> [Aufgabe]:
Drucke aus dem Text über das bulgarische Anti-Homosexuellen-Gesetz den Abschnitt, der mit "Bulgarien und die" beginnt und bis einschließlich "Europäische Union laut." reicht, wortgetreu ab.

> [Vorliegender Text]:
Bulgarien und die EU LGBTI Intergroup und Verbände fordern Einschreiten der EU-Kommission nach Verabschiedung des Anti-Homosexuellen-Gesetzes
Ende letzter Woche hat das Parlament in Bulgarien das neuste Anti-Homosexuellen-Gesetz in Europa erlassen – es ist nichts weniger als ein komplettes Sprechverbot von LGBTI*-Themen an allen Schulen. Der Widerstand dagegen nimmt seit Tagen zu, nun werden auch direkte Forderungen an die Europäische Union laut.
Forderungen an EU-Kommission
Die LGBTI Intergroup, die Interessenvertretung der LGBTI*-Community mit derzeit 157 Abgeordneten im EU-Parlament, hat sich nun direkt an die EU-Kommission und Präsidentin Ursula von der Leyen gewandt. Man sei sehr besorgt über die jüngsten Entwicklungen in Bulgarien und fordere die EU-Kommission dringend auf, die „notwendigen Schritte zu unternehmen und die Einhaltung der Europäischen Menschenrechtskonvention und des EU-Vertrags durch Bulgarien sicherzustellen.“
Dieser Forderung schlossen sich inzwischen weitere Verbände und Organisationen an, unter anderem auch die Gruppe des Sofia Pride: „Nach mehreren Wahlen in den letzten Jahren und einer weiteren Wahl, die im Herbst ansteht, sahen die politischen Parteien nun eine weitere Gelegenheit, die LGBTI*-Community ins Visier zu nehmen und öffentliche Aufmerksamkeit zu erlangen", so Simeon Vasilev von Sofia Pride. Die Gay-Community im Land schwankt mehr denn je zwischen einer Zunahme von brutalen Fällen von Hasskriminalität und direkten Angriffen einerseits und ersten rechtlichen Verbesserungen wie der Verabschiedung eines Anti-Diskriminierungsgesetzes andererseits.

(Gespeicherte Dateneinträge)
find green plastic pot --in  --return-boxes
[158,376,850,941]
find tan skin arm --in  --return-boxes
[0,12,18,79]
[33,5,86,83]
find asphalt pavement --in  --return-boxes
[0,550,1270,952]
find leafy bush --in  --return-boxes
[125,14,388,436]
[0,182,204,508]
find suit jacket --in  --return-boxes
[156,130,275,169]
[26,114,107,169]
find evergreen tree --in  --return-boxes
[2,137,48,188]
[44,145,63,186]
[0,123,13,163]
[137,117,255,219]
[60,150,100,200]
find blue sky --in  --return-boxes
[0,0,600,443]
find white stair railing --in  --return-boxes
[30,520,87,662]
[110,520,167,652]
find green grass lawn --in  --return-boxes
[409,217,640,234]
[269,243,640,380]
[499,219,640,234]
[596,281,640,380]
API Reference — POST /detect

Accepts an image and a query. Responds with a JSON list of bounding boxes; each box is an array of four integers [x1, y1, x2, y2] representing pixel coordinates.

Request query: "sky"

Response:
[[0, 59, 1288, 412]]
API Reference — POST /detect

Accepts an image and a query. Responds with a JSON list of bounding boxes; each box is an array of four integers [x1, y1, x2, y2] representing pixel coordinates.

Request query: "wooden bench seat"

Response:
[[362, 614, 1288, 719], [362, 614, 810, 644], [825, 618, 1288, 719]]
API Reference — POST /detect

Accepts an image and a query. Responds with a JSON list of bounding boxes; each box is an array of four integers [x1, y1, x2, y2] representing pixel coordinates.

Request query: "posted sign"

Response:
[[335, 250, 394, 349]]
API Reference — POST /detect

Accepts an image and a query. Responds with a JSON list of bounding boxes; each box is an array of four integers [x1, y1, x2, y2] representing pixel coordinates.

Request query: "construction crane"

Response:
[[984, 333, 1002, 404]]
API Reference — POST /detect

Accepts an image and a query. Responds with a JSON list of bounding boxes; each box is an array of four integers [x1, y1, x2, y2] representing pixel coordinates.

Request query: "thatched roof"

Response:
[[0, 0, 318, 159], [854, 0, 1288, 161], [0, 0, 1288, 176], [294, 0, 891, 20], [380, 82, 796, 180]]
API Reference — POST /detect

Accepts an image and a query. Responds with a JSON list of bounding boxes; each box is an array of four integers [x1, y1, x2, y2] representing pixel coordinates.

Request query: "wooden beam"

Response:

> [Lösung]:
Bulgarien und die EU LGBTI Intergroup und Verbände fordern Einschreiten der EU-Kommission nach Verabschiedung des Anti-Homosexuellen-Gesetzes
Ende letzter Woche hat das Parlament in Bulgarien das neuste Anti-Homosexuellen-Gesetz in Europa erlassen – es ist nichts weniger als ein komplettes Sprechverbot von LGBTI*-Themen an allen Schulen. Der Widerstand dagegen nimmt seit Tagen zu, nun werden auch direkte Forderungen an die Europäische Union laut.